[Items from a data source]

-.-.-

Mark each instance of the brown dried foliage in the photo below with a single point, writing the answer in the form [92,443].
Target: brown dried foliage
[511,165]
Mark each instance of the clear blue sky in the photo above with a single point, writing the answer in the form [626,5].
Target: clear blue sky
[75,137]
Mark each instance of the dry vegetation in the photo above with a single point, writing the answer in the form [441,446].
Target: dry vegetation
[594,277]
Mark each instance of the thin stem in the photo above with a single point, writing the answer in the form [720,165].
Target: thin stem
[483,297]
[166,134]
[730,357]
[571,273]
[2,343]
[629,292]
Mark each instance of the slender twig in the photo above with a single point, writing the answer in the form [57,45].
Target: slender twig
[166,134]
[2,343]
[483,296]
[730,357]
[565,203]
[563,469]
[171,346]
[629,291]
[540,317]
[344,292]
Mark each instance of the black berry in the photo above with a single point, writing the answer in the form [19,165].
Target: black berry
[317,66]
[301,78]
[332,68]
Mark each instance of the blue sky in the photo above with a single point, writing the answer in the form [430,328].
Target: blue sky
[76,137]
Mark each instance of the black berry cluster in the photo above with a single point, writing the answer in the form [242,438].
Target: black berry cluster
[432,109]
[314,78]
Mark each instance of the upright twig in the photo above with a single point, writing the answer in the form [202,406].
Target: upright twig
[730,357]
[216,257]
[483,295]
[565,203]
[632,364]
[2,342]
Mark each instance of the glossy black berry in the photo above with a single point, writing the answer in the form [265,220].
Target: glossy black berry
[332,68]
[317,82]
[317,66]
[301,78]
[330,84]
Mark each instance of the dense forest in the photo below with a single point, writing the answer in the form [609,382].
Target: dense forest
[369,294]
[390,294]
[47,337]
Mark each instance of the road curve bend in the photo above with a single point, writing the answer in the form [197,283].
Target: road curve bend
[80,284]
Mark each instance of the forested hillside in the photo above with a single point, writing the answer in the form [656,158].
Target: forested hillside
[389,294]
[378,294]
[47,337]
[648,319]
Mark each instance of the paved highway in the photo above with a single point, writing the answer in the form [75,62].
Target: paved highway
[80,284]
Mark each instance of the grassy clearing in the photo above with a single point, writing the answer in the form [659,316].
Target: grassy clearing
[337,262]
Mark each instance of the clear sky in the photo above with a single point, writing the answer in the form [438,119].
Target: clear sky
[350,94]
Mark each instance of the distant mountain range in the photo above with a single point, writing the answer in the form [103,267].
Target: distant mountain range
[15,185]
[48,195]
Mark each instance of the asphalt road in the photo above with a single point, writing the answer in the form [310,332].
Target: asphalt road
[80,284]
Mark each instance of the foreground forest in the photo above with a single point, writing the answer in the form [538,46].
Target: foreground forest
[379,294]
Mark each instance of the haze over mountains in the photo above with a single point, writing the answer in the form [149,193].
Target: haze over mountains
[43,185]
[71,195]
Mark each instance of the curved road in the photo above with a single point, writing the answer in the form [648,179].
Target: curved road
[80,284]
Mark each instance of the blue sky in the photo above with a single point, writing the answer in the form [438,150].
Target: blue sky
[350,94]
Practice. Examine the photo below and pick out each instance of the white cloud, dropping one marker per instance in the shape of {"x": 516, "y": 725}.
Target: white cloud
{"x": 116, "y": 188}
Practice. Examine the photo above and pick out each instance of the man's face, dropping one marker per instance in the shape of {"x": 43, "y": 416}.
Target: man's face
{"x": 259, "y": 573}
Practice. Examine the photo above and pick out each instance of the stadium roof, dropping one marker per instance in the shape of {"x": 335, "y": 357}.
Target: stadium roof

-.-.-

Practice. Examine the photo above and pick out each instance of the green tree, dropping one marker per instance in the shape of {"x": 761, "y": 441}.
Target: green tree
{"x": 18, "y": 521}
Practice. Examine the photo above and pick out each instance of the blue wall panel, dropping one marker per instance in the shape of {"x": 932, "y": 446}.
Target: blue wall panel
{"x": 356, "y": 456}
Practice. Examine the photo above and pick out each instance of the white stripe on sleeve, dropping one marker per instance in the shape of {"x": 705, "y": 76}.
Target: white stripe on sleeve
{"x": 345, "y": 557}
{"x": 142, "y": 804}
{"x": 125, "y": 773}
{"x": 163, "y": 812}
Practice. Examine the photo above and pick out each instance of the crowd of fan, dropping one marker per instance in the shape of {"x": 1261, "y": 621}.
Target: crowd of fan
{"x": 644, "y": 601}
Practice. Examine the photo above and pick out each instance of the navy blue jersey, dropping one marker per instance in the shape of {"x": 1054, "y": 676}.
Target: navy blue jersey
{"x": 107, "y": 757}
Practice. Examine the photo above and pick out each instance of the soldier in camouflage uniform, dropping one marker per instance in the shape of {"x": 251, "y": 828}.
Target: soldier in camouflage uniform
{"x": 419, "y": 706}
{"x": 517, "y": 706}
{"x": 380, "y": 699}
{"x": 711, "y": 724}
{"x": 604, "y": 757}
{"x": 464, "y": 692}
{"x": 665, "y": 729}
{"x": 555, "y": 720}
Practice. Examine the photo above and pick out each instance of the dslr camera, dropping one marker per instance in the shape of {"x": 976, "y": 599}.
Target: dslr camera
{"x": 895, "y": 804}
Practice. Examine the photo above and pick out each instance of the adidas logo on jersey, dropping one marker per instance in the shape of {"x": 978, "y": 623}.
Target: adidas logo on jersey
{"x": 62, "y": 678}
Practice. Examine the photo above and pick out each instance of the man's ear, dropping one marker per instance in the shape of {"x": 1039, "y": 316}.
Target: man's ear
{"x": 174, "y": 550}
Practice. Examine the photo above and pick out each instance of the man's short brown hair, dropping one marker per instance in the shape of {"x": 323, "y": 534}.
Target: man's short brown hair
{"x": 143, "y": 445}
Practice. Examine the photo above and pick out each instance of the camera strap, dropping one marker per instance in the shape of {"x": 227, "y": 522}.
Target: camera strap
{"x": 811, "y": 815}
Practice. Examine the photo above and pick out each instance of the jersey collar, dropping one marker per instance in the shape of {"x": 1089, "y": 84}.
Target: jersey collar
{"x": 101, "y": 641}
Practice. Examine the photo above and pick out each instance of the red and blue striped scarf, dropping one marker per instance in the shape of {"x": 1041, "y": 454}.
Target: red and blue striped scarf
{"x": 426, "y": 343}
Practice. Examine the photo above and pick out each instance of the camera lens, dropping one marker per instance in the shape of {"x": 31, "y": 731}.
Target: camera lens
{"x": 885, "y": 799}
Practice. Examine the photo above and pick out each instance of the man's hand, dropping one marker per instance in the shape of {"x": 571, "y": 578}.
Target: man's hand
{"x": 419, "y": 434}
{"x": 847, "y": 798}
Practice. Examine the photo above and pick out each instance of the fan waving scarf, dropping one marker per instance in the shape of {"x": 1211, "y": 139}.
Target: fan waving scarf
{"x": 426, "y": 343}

-.-.-

WHAT NEEDS TO BE DONE:
From the entries above, copy every line that holds the word "below".

WRITTEN SOLUTION:
Mark each instance of the brown dried foliage in the photo below with a single point, writing the answer in the form [92,443].
Mark each instance of the dense forest in the photo below with a single point, writing the answer in the form [609,382].
Practice. Examine the photo below and pick out each instance of the white cloud, dropping one marker per instance in the shape of {"x": 516, "y": 725}.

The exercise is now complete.